***** Texte support *****
Se dirige-t-on vers une période de démondialisation ?

Que ce soit dans les médias, dans les appels aux résultats des entreprises voire dans les discours des banques centrales, les références à la démondialisation sont omniprésentes aujourd’hui. Certes, au vu des perturbations subies durant la crise du coronavirus et des autres événements défavorables qui ont sévi plus récemment, il n’est pas surprenant que les entreprises et les gouvernements recherchent des pistes afin de rendre les chaînes d’approvisionnement plus résistantes aux chocs. Mais dans quelle mesure cela prend‑il la forme d’un désengagement actif vis-à-vis du commerce international et des chaînes de valeur mondiales ? Assistons-nous déjà à un véritable phénomène de démondialisation ou celui-ci approche-t-il à grands pas ?

Avant la crise du COVID-19 déjà, la mondialisation était en perte de vitesse. Parmi les facteurs à l’origine de l’essor spectaculaire des chaînes de valeur mondiales depuis les années 1990, plusieurs se sont désormais essoufflés, notamment la révolution des TIC et celle des transports, les écarts salariaux entre économies avancées et émergentes, ainsi que l’appétence généralisée pour la libéralisation du commerce. Bien que, contre vents et marées, les échanges au sein des chaînes de valeur mondiales aient fait preuve d’une relative résilience durant la pandémie, les pressions s’exerçant sur les chaînes d’approvisionnement ont néanmoins atteint des niveaux sans précédent et sont demeurées élevées sous l’effet des nouveaux chocs qui ont frappé en 2022. Pour pallier les vulnérabilités de leurs chaînes d’approvisionnement, les entreprises ont jusqu’ici principalement eu recours à des adaptations de la gestion des stocks et à une diversification des fournisseurs plutôt qu’à des stratégies intensives de relocalisation (reshoring) ou de délocalisation à proximité (nearshoring), qui consistent à rapatrier, ou à tout le moins rapprocher, l’intégralité de leurs chaînes d’approvisionnement. En réaction à la guerre en Ukraine et aux sanctions imposées à la Russie dans la foulée, les firmes occidentales ont toutefois réduit, sinon interrompu entièrement, leurs activités avec cette dernière.
***** Données enregistrées *****
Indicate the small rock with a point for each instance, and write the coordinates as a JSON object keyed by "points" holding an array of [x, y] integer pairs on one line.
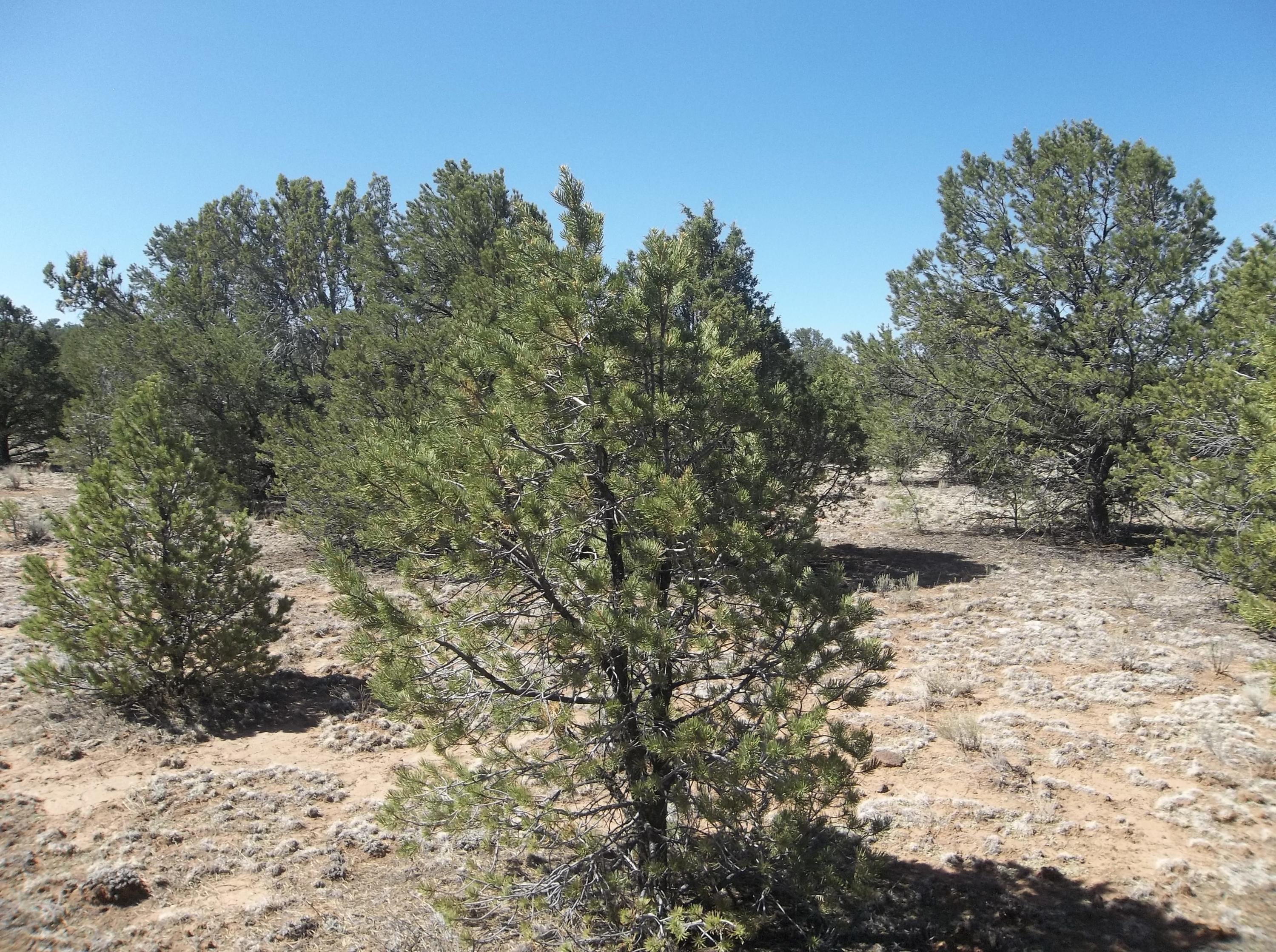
{"points": [[295, 929], [115, 886]]}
*****
[Consigne 1]: D'après le texte sur la démondialisation, à quels moyens les entreprises ont-elles jusqu'ici principalement eu recours pour pallier les vulnérabilités de leurs chaînes d'approvisionnement ?
[Consigne 2]: Recopiez le passage du texte sur la démondialisation compris entre « Se dirige-t-on vers » et « à grands pas ? », ces deux segments inclus.
Les lignes n'ont aucun lien avec le texte sur la démondialisation.

[Corrigé 1]: À des adaptations de la gestion des stocks et à une diversification des fournisseurs.

[Corrigé 2]:
Se dirige-t-on vers une période de démondialisation ?

Que ce soit dans les médias, dans les appels aux résultats des entreprises voire dans les discours des banques centrales, les références à la démondialisation sont omniprésentes aujourd’hui. Certes, au vu des perturbations subies durant la crise du coronavirus et des autres événements défavorables qui ont sévi plus récemment, il n’est pas surprenant que les entreprises et les gouvernements recherchent des pistes afin de rendre les chaînes d’approvisionnement plus résistantes aux chocs. Mais dans quelle mesure cela prend‑il la forme d’un désengagement actif vis-à-vis du commerce international et des chaînes de valeur mondiales ? Assistons-nous déjà à un véritable phénomène de démondialisation ou celui-ci approche-t-il à grands pas ?